Édité à la création d’Imprécation IV, dernier spectacle en date écrit et mis en scène par Michel Deutsch, John Lear reprend en partie les textes de la pièce agrémentés de trois courts inédits, avec presque toujours, en filigrane, les impossibles rapports entre l’homme et la femme. Résurgence hargneuse du vieux roi shakespearien en « aimable retraité entretenu par la sécurité sociale », John Lear, poursuivi par une journaliste nunuche et collante qui répond au nom de Cordélia, raconte la vieille Europe, le monde tel qu’il ne tourne plus. « (…)Il n’y a plus ni Est ni Ouest - ni passé ni avenir. Le présent. Tout est réduit au présent -à la permanence, à l’immédiateté, à l’immatérialité. Le présent… Le présent fluide, toujours fuyant, sans profondeur, sans objet stable, solide… Reste le Sud. Une triste épreuve, en vérité ». Plus fou que son fou, lâché par ses « harpies » de filles, « John Lear a besoin d’argent ».

--- CONSIGNE 1 ---
Reproduisez intégralement, sans la moindre modification, le texte consacré à John Lear.

--- Enregistrements issus d'un jeu de données ---
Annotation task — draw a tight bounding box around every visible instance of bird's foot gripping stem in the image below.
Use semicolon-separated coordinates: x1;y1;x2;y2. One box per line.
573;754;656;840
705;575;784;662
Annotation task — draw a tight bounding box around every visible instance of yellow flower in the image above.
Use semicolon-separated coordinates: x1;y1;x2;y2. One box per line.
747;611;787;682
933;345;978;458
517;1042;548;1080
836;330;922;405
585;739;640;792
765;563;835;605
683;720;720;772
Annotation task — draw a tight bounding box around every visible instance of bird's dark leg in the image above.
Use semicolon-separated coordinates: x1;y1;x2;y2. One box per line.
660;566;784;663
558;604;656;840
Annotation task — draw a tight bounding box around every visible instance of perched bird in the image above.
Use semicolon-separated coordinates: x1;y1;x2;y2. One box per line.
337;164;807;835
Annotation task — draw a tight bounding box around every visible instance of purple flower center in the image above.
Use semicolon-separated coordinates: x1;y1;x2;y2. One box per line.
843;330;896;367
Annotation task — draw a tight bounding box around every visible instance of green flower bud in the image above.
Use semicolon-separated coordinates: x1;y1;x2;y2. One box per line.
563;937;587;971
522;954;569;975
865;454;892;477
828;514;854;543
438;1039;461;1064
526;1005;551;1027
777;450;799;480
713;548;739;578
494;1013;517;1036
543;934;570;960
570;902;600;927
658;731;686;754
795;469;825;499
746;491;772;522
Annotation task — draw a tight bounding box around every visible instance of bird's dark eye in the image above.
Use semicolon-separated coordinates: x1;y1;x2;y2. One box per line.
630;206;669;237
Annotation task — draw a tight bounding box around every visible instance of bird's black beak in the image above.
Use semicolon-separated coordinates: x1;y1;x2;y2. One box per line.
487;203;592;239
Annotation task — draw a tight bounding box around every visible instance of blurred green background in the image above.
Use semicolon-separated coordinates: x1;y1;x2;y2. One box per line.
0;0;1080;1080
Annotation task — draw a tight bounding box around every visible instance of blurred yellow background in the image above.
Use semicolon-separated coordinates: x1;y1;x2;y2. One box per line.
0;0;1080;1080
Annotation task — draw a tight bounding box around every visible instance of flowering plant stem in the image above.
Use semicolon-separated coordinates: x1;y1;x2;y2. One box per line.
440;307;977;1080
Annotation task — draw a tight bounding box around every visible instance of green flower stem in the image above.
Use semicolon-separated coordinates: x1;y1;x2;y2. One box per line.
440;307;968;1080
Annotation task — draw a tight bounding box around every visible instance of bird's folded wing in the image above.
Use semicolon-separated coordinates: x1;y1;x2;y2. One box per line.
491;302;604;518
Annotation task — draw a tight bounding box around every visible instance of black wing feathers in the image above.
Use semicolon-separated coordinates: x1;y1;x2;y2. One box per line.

--- CONSIGNE 2 ---
Relevez toutes les lignes des enregistrements où figure la chaîne « wing », en respectant la casse.

--- RÉPONSE ATTENDUE 1 ---
Édité à la création d’Imprécation IV, dernier spectacle en date écrit et mis en scène par Michel Deutsch, John Lear reprend en partie les textes de la pièce agrémentés de trois courts inédits, avec presque toujours, en filigrane, les impossibles rapports entre l’homme et la femme. Résurgence hargneuse du vieux roi shakespearien en « aimable retraité entretenu par la sécurité sociale », John Lear, poursuivi par une journaliste nunuche et collante qui répond au nom de Cordélia, raconte la vieille Europe, le monde tel qu’il ne tourne plus. « (…)Il n’y a plus ni Est ni Ouest - ni passé ni avenir. Le présent. Tout est réduit au présent -à la permanence, à l’immédiateté, à l’immatérialité. Le présent… Le présent fluide, toujours fuyant, sans profondeur, sans objet stable, solide… Reste le Sud. Une triste épreuve, en vérité ». Plus fou que son fou, lâché par ses « harpies » de filles, « John Lear a besoin d’argent ».

--- RÉPONSE ATTENDUE 2 ---
Annotation task — draw a tight bounding box around every visible instance of bird's folded wing in the image above.
Annotation task — draw a tight bounding box around every visible instance of black wing feathers in the image above.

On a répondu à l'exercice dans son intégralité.